(Location identification items)
↓↓↓

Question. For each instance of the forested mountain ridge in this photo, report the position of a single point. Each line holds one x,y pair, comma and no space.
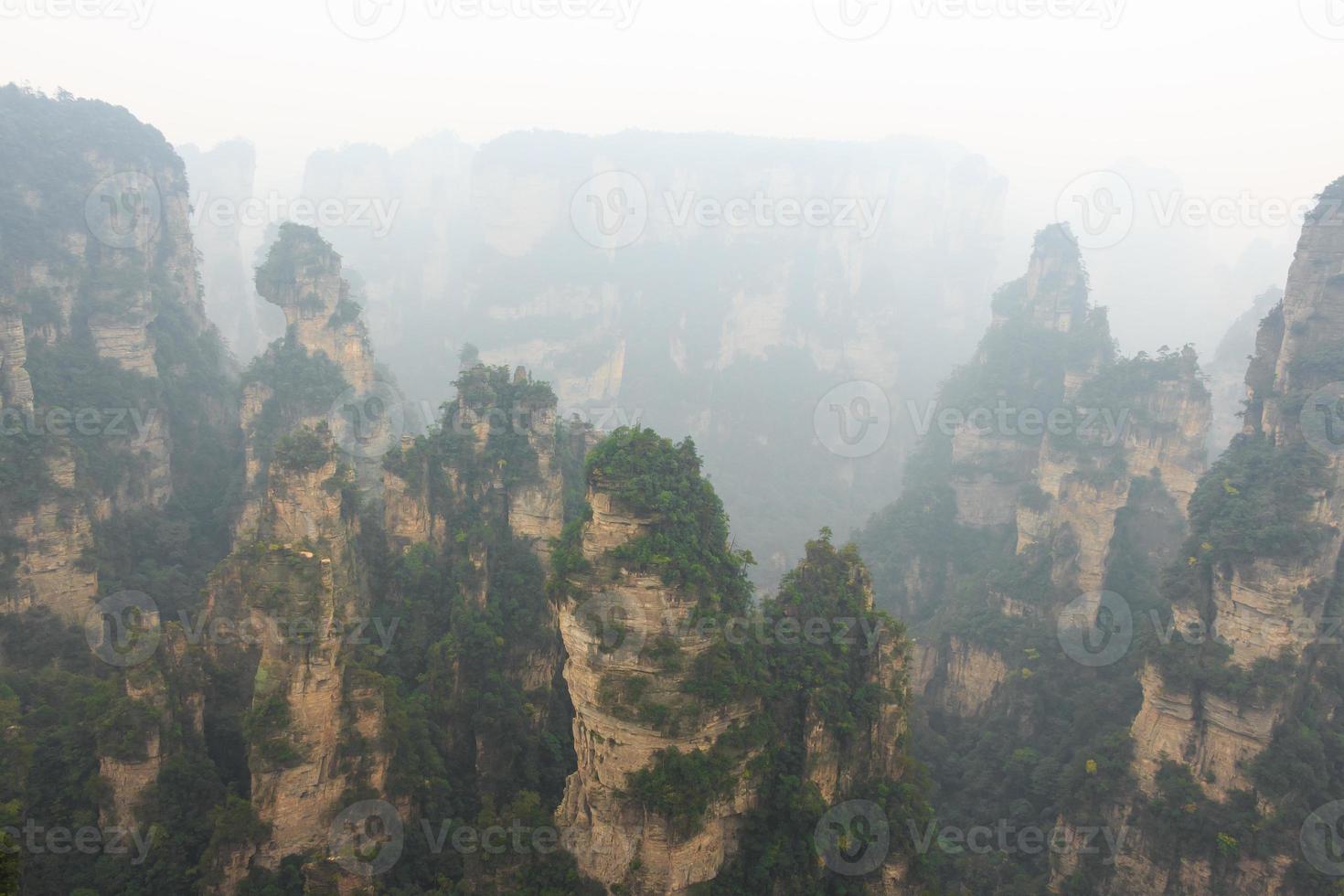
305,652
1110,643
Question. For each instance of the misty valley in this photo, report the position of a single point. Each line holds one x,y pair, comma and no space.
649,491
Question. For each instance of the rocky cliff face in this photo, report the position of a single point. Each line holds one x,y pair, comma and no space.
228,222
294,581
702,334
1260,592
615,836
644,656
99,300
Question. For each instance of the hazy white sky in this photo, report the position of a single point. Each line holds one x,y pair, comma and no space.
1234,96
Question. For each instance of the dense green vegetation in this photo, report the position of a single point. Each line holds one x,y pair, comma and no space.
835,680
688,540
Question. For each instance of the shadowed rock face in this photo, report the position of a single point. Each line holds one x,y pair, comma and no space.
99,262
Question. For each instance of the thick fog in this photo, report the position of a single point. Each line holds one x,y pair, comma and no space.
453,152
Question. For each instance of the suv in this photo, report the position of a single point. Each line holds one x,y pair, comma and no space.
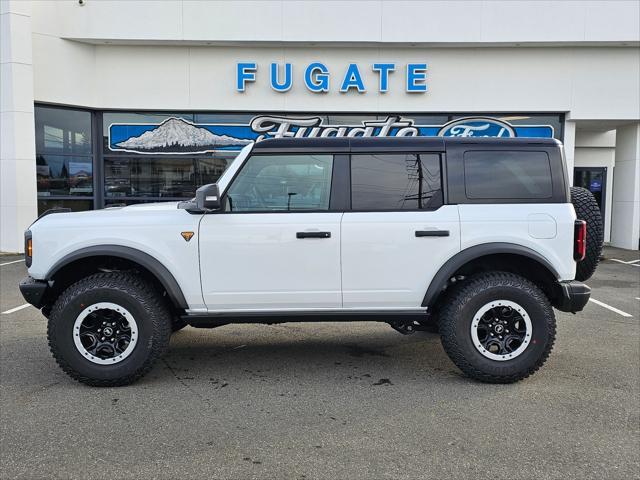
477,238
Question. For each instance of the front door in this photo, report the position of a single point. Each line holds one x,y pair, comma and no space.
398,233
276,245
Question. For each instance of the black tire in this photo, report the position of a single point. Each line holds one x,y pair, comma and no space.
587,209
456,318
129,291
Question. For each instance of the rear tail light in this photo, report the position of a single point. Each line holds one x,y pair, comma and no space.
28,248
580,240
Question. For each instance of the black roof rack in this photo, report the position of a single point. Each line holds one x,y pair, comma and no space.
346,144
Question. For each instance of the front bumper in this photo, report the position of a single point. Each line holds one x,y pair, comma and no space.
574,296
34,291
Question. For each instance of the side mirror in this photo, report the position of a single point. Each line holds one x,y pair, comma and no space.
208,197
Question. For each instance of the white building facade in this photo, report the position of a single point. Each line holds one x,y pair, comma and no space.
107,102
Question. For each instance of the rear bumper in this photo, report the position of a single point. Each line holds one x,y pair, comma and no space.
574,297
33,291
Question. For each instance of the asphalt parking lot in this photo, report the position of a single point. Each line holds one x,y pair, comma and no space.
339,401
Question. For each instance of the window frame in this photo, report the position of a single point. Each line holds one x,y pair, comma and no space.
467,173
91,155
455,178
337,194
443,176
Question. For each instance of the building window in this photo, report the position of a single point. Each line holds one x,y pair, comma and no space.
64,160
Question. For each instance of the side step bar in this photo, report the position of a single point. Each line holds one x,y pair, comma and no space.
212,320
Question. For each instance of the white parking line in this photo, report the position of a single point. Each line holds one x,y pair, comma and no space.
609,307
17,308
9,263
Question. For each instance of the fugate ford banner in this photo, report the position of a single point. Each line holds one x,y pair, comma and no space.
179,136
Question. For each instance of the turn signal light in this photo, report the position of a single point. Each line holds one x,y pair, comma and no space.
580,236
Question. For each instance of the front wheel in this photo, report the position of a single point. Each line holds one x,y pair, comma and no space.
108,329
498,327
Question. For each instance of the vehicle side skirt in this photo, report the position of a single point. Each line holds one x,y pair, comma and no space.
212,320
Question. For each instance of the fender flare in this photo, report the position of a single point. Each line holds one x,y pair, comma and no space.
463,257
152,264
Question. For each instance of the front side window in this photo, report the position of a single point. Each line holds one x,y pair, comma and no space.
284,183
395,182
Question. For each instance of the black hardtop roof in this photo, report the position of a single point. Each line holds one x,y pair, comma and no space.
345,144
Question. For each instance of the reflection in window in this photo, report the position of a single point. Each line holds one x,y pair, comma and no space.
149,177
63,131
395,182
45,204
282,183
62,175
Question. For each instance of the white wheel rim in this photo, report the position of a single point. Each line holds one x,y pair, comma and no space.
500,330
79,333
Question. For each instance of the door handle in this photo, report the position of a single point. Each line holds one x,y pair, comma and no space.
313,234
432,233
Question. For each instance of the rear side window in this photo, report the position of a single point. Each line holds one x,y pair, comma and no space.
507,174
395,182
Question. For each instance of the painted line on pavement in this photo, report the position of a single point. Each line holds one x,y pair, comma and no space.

↑↑↑

Take the listing and print it again exactly, but without any pictures.

▶ [EXERCISE RESPONSE]
Question. For each instance of the forested mountain ridge in this photo, report the position of a single point. Each line holds one x,y pair, comma and no space.
305,652
1110,643
Question. For each instance of the misty valley in this photo, report the position of a single point. Each line holds one x,y pair, comma and no space.
649,491
Question. For each instance of the rocky cliff face in this photo, report the position of a single point. Each line holds one x,y pair, comma and no space.
228,222
294,581
702,334
1260,592
615,836
644,656
99,300
Question. For each instance of the hazy white sky in this photo, report the position of a single point. Each line holds one x,y pair, comma and no space.
1234,96
Question. For each instance of the dense green vegetation in this photo, report the position of a single point. Each line holds one x,y pair, comma and no space.
835,680
688,540
Question. For each instance of the shadowed rock face in this photo, report the position of a single point. Each line holds one x,y pair, comma and no space.
99,262
Question. For each instance of the thick fog in this photo, report the position of a single point. Each line holds one x,y pair, comma and no space.
453,152
Question. For each instance of the suv in this photo, report the position of a single point. Each line holds one x,y pair, comma and no space.
477,238
Question. For each instance of the front door in this photo, report the position of a single point. Each line holds one x,y pair, comma and no space.
398,233
276,245
Question. For each instance of the black tire in this photo, report the position of a single point. Each line holds one x,y pair, comma and no space.
587,209
456,318
129,291
Question. For each instance of the rear tail light in this photo, report the position of a single point. Each line holds one x,y pair, comma and no space.
28,248
580,240
Question. For each instance of the black roof rack in this photo, report the position of a single point. Each line holds one x,y pair, comma and no space.
346,144
Question. For each instance of the front bumper in this photo, report the position of a single point. Each line holds one x,y pair, comma and no space.
574,296
34,291
Question. For each instance of the side mirror in this photo, report the position of a single point. Each line holds one x,y pair, comma and no space.
208,197
Question. For each instance of the white building facade in this photo, report the position of a single point. Each line holds one x,y pair, comma and no space.
107,102
Question. For each instance of the rear bumper in this photo, report the position of a single point. Each line holds one x,y pair, comma and no space.
574,297
33,291
Question. For each instance of the asphalt parking lot in this photo, report the position of a single point. Each line holds one x,y pair, comma and no space.
339,401
Question. For each instance of the window frame in this photo, report the position of a single point. Each line holds one x,y pair, comma and no space.
467,173
91,155
455,178
337,194
443,176
Question. For each instance of the building window in this photo, report the position of a single point. Each line holds one x,y pair, comma and no space.
64,160
Question. For each instance of the side step bar in this photo, report the position of a single point. Each line holds one x,y pair, comma and no space.
212,320
Question. For each instance of the white parking line in this photo, report the position of a single point. Each line holds one x,y pair, comma and no space.
609,307
17,308
9,263
Question. For each instance of the fugate ford banner in this photo, report the position of a single point. Each line holds one x,y pair, comma and no space.
179,136
Question. For each instance of the turn signal light in this photo, report the position of a single point. Each line holds one x,y pair, comma and no space.
580,236
Question. For each instance of the front wheel in this photo, report the position of a single point. Each line holds one x,y pair, comma and no space.
108,329
498,327
Question. For each instance of the vehicle side skirt in this photo, report the position of a single point. Each line holds one x,y pair, comma and no space.
212,320
Question. For each instance of the fender flare in this photo, report the position of a single point. Each line holds one x,y pair, comma and no space.
463,257
152,264
Question. For each instance of the front side window in this photo, report the position of a single point. Each line holds one x,y pair, comma and no space.
284,183
395,182
Question. For each instance of the black hardtop roof in this photo, report the position of a single point. Each line holds one x,y pair, comma and no space.
345,144
Question. For each instance of the reflection in window in this photo, report the position of a single point. Each line holds one x,y pair, comma and no space.
149,177
63,131
395,182
45,204
282,183
62,175
Question. For each instance of the white wheel rim in this photo, report the position of a single point. Each line holds one x,y pair, comma and no space.
500,330
79,333
Question. For each instance of the door handle in this photo, report the position of a single point. Each line holds one x,y pair, comma and no space.
313,234
432,233
Question. For each instance of the rear side window in this photo, report the position of a single point. Each line holds one x,y pair, comma and no space.
507,174
395,182
Question. For each instance of the painted line on pavement in this photo, report the position of a single point. Each line holds one x,y pair, comma and no space.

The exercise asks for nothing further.